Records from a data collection
+===+
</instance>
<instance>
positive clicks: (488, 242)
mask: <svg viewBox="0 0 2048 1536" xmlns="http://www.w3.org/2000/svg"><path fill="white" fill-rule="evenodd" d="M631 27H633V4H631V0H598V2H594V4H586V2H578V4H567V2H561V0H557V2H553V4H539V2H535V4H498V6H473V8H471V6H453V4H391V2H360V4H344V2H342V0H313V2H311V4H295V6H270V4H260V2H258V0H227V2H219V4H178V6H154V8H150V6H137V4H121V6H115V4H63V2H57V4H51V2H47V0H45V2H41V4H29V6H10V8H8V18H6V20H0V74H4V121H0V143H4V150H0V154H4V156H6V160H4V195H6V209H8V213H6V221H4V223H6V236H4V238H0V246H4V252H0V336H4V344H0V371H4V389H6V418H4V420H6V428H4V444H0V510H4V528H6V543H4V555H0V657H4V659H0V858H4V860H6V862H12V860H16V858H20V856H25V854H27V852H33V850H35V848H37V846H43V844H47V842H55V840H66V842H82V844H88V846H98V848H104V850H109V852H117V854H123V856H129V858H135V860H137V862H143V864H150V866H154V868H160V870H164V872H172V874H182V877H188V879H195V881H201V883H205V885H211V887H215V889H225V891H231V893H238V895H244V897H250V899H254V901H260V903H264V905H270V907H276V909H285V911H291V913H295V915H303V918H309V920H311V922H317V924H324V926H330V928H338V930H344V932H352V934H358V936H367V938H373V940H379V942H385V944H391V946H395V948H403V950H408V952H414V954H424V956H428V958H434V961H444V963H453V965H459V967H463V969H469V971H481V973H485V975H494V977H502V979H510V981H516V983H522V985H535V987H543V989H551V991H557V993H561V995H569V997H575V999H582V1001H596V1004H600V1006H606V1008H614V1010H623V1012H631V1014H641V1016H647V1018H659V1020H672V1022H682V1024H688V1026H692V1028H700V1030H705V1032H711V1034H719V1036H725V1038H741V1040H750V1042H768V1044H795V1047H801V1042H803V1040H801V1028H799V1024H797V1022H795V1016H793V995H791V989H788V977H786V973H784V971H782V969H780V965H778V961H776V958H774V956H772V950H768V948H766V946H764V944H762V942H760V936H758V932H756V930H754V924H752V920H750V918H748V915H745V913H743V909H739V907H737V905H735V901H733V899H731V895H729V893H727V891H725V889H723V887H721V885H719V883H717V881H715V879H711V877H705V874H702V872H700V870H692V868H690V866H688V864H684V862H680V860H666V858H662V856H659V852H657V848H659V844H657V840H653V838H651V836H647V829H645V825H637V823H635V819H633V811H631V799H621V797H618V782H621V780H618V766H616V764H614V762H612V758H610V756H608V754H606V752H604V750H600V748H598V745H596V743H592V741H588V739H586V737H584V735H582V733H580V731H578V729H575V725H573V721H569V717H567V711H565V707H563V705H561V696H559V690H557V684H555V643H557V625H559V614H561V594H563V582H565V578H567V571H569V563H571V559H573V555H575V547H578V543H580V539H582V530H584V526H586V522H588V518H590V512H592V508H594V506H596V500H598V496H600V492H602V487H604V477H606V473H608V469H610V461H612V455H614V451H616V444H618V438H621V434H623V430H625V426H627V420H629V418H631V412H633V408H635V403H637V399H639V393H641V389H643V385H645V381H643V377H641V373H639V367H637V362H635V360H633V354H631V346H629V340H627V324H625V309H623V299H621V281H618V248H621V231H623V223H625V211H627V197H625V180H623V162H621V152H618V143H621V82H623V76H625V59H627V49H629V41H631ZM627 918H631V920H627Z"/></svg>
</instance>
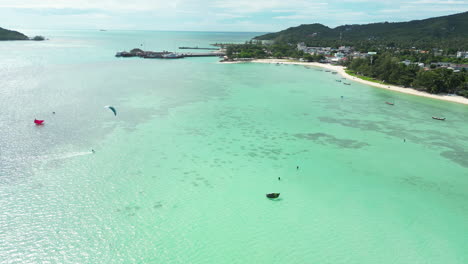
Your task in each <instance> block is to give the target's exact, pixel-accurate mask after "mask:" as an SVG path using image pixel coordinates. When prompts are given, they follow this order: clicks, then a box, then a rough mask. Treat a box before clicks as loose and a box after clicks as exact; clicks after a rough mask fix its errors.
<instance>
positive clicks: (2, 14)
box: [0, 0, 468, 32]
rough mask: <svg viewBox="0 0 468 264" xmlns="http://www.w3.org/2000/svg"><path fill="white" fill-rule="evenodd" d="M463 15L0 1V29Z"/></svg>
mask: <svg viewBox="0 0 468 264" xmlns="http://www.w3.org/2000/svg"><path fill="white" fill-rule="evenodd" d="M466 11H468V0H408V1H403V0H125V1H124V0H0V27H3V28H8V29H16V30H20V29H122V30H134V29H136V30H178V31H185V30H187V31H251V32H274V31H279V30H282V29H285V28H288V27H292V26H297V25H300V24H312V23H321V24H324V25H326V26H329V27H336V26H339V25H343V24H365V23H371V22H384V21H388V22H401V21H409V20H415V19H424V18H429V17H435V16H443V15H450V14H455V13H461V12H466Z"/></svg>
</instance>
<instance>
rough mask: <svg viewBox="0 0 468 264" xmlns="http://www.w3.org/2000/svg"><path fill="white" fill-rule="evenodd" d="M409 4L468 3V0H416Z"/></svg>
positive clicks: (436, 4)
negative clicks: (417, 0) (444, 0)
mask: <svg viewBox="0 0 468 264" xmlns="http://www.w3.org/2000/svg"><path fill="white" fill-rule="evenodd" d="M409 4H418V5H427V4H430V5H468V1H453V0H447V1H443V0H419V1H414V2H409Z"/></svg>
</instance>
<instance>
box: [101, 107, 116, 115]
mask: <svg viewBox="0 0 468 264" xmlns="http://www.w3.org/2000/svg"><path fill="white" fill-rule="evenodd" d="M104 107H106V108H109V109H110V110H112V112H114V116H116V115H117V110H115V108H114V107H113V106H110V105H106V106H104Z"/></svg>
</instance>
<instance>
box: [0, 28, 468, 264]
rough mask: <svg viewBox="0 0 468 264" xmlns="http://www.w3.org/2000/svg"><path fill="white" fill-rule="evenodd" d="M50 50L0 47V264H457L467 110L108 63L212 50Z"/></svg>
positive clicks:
+===+
■ REQUIRED WORK ■
Output the entries verbatim, skipping images.

■ ANSWER SECTION ■
</instance>
<instance>
positive clicks: (488, 242)
mask: <svg viewBox="0 0 2048 1536" xmlns="http://www.w3.org/2000/svg"><path fill="white" fill-rule="evenodd" d="M631 27H633V4H631V0H598V2H594V4H586V2H578V4H567V2H561V0H557V2H553V4H539V2H535V4H498V6H473V8H471V6H453V4H391V2H360V4H344V2H342V0H313V2H311V4H295V6H270V4H260V2H258V0H227V2H219V4H178V6H154V8H150V6H137V4H121V6H115V4H63V2H57V4H51V2H47V0H45V2H41V4H29V6H10V8H8V18H6V20H0V74H4V121H0V143H4V150H0V154H4V156H6V160H4V195H6V209H8V213H6V221H4V223H6V236H4V238H0V246H4V252H0V336H4V344H0V371H4V389H6V418H4V420H6V428H4V444H0V510H4V528H6V543H4V555H0V657H4V659H0V858H4V860H6V862H12V860H16V858H20V856H25V854H27V852H33V850H35V848H37V846H43V844H47V842H55V840H66V842H82V844H88V846H98V848H104V850H109V852H117V854H123V856H129V858H135V860H137V862H143V864H150V866H154V868H160V870H164V872H172V874H182V877H188V879H195V881H201V883H205V885H211V887H215V889H225V891H231V893H238V895H244V897H250V899H254V901H260V903H264V905H270V907H276V909H285V911H291V913H295V915H303V918H309V920H311V922H317V924H324V926H330V928H338V930H344V932H352V934H358V936H367V938H373V940H379V942H385V944H391V946H395V948H403V950H408V952H414V954H424V956H428V958H434V961H444V963H453V965H459V967H463V969H469V971H481V973H485V975H494V977H502V979H510V981H516V983H522V985H535V987H543V989H551V991H557V993H561V995H569V997H575V999H582V1001H596V1004H600V1006H606V1008H614V1010H623V1012H631V1014H641V1016H647V1018H659V1020H672V1022H682V1024H688V1026H692V1028H700V1030H705V1032H711V1034H719V1036H725V1038H741V1040H750V1042H768V1044H795V1047H801V1042H803V1040H801V1028H799V1024H797V1022H795V1016H793V995H791V989H788V977H786V973H784V971H782V969H780V965H778V961H776V958H774V956H772V950H768V948H766V946H764V944H762V942H760V936H758V932H756V930H754V924H752V920H750V918H748V915H745V913H743V909H739V907H737V905H735V901H733V899H731V895H729V893H727V891H725V889H723V887H721V885H719V883H717V881H715V879H711V877H705V874H702V872H700V870H692V868H690V866H688V864H684V862H680V860H666V858H662V856H659V852H657V848H659V844H657V840H653V838H651V836H647V829H645V825H637V823H635V819H633V811H631V799H621V797H618V782H621V780H618V766H616V764H614V762H612V758H610V756H608V754H606V752H604V750H600V748H598V745H596V743H592V741H588V739H586V737H584V735H582V733H580V731H578V729H575V725H573V721H569V717H567V711H565V707H563V705H561V696H559V690H557V684H555V643H557V625H559V614H561V594H563V582H565V578H567V571H569V563H571V559H573V555H575V547H578V543H580V539H582V530H584V526H586V522H588V518H590V512H592V508H594V506H596V500H598V496H600V492H602V487H604V477H606V473H608V469H610V461H612V455H614V451H616V444H618V438H621V434H623V430H625V426H627V420H629V418H631V412H633V408H635V403H637V399H639V393H641V389H643V385H645V381H643V377H641V373H639V367H637V362H635V360H633V354H631V346H629V340H627V324H625V309H623V299H621V281H618V248H621V231H623V223H625V211H627V197H625V180H623V162H621V152H618V143H621V82H623V76H625V59H627V49H629V41H631ZM627 918H631V920H627Z"/></svg>
</instance>
Your task in each <instance> block is to give the target's exact, pixel-accurate mask after "mask:" as an SVG path using image pixel coordinates. When prompts are given, they follow this order: clicks, then a box, then a rough mask. Treat a box before clicks as loose and a box after clicks as exact; clicks after a rough mask fix its errors.
<instance>
positive clicks: (2, 14)
box: [0, 0, 468, 32]
rough mask: <svg viewBox="0 0 468 264" xmlns="http://www.w3.org/2000/svg"><path fill="white" fill-rule="evenodd" d="M463 15L0 1V29Z"/></svg>
mask: <svg viewBox="0 0 468 264" xmlns="http://www.w3.org/2000/svg"><path fill="white" fill-rule="evenodd" d="M466 11H468V0H408V1H403V0H125V1H124V0H0V27H3V28H8V29H16V30H20V29H122V30H134V29H136V30H178V31H185V30H187V31H251V32H274V31H279V30H282V29H285V28H288V27H292V26H297V25H300V24H312V23H321V24H324V25H326V26H329V27H336V26H339V25H343V24H365V23H371V22H384V21H388V22H401V21H409V20H415V19H424V18H429V17H435V16H443V15H450V14H455V13H461V12H466Z"/></svg>
</instance>
<instance>
rough mask: <svg viewBox="0 0 468 264" xmlns="http://www.w3.org/2000/svg"><path fill="white" fill-rule="evenodd" d="M409 4L468 3V0H416Z"/></svg>
positive clicks: (436, 4)
negative clicks: (417, 0) (444, 0)
mask: <svg viewBox="0 0 468 264" xmlns="http://www.w3.org/2000/svg"><path fill="white" fill-rule="evenodd" d="M409 4H418V5H427V4H430V5H468V1H453V0H447V1H443V0H419V1H414V2H409Z"/></svg>
</instance>
<instance>
box: [101, 107, 116, 115]
mask: <svg viewBox="0 0 468 264" xmlns="http://www.w3.org/2000/svg"><path fill="white" fill-rule="evenodd" d="M104 107H106V108H109V109H110V110H112V112H114V116H116V115H117V110H115V108H114V107H113V106H110V105H106V106H104Z"/></svg>
</instance>
<instance>
box: [0, 28, 468, 264]
rough mask: <svg viewBox="0 0 468 264" xmlns="http://www.w3.org/2000/svg"><path fill="white" fill-rule="evenodd" d="M50 50L0 47V264H457L467 110L108 63L212 50Z"/></svg>
positive clicks:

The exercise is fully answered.